Dataset rows:
::::::::
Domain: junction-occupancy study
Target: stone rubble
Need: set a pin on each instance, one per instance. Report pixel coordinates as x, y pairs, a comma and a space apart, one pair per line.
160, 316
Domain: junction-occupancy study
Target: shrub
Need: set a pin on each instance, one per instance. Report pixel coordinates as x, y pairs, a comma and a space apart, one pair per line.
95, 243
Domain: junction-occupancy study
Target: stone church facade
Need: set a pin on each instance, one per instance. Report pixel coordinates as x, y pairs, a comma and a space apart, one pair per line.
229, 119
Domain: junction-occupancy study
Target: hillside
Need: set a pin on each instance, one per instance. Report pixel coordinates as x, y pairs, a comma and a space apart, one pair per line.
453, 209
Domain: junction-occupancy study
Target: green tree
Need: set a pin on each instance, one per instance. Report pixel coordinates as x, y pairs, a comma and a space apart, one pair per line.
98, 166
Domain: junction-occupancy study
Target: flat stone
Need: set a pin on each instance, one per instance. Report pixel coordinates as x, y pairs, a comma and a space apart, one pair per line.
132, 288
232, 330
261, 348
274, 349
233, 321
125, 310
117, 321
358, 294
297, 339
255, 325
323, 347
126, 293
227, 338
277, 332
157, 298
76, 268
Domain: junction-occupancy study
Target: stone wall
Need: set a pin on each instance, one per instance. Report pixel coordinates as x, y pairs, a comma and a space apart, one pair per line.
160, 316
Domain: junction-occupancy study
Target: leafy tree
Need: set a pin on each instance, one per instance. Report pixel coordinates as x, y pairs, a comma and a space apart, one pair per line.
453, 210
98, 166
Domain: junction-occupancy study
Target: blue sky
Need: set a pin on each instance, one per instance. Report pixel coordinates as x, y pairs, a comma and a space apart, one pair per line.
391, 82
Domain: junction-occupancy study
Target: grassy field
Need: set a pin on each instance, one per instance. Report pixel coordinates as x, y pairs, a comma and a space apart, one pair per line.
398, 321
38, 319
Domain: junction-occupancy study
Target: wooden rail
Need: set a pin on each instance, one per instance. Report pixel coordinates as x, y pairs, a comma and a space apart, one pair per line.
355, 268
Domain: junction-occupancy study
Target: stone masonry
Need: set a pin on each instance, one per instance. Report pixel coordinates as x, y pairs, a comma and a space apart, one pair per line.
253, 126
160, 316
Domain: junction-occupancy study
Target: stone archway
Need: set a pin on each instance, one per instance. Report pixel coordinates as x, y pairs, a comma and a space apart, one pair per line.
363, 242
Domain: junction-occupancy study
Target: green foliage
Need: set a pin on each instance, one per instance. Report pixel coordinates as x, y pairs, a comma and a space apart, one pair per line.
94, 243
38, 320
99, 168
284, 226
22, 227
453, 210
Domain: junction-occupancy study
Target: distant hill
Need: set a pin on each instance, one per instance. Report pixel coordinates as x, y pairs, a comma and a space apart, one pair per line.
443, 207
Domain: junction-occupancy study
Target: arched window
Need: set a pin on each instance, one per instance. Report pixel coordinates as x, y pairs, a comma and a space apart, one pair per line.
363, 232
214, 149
::::::::
> [YOUR OBJECTIVE]: Show each line of the material above that contains the word "tree", copied in full.

> [SOLUTION TO THIS TASK]:
Target: green tree
Target: leafy tree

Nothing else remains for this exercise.